EXERCISE ->
Collect every line in the records below that contains the string "each". Matches are case-sensitive.

• • • • • • •

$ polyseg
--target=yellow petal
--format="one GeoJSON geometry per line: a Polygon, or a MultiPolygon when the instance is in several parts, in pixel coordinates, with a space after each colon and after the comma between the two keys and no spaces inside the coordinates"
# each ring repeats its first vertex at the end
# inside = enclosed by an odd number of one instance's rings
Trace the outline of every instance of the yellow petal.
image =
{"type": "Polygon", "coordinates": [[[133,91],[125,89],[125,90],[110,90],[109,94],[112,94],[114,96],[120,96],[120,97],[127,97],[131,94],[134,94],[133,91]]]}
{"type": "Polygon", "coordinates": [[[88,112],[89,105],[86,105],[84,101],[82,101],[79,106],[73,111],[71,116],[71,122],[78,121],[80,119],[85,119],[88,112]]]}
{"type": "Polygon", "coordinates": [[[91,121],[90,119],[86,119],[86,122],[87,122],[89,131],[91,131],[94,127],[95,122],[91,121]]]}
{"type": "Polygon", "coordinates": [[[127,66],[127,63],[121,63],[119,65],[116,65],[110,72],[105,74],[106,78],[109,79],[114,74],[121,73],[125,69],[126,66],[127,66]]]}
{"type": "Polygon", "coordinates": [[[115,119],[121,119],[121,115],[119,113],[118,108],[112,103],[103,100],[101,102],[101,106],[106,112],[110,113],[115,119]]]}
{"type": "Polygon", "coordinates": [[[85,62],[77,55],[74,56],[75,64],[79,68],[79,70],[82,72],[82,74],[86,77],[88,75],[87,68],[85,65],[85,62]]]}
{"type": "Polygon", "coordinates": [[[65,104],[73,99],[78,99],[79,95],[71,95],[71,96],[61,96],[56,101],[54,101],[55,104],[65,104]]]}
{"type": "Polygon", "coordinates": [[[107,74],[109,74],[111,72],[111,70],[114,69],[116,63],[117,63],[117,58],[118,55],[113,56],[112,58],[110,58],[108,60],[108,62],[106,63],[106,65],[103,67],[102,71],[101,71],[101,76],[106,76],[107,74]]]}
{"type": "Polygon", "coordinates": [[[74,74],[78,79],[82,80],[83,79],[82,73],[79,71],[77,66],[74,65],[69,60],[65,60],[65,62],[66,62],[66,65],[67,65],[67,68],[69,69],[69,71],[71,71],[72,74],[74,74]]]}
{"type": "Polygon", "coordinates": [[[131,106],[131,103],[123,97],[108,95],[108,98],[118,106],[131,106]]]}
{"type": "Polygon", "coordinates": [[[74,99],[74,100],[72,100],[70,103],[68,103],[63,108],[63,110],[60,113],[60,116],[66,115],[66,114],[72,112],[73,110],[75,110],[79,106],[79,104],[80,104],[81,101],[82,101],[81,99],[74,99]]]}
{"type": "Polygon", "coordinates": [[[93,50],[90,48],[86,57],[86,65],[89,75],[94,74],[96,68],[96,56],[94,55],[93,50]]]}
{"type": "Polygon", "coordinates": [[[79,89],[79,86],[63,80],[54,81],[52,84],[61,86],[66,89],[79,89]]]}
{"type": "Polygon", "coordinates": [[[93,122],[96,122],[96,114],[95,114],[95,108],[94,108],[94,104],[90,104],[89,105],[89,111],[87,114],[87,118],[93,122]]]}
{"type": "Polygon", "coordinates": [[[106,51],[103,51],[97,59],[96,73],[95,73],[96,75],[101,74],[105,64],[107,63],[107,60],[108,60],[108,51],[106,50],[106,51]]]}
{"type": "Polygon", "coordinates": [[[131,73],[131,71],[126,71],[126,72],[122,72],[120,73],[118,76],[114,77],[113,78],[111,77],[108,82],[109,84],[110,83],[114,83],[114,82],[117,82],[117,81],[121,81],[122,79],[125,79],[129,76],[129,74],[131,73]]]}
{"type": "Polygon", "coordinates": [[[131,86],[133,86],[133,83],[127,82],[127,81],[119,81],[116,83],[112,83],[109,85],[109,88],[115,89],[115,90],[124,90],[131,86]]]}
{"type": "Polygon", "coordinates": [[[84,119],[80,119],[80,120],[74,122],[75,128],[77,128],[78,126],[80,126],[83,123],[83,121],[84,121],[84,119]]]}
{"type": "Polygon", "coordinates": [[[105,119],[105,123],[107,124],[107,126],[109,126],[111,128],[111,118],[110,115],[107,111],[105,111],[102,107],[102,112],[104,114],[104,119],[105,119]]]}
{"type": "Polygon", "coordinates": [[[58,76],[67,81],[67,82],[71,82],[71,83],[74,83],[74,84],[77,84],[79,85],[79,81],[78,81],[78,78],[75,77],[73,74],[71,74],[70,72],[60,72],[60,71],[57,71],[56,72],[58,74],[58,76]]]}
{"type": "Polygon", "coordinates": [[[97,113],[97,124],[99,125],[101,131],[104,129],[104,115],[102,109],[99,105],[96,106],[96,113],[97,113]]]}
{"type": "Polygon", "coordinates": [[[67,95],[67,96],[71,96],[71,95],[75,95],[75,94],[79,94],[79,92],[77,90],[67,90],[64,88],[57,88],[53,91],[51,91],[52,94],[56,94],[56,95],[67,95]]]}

• • • • • • •

SOLUTION BELOW ->
--format="one GeoJSON geometry per line: a Polygon, or a MultiPolygon when the instance is in several parts, in pixel coordinates, with a space after each colon and after the comma between the two keys and no spaces inside the coordinates"
# each ring repeats its first vertex at the end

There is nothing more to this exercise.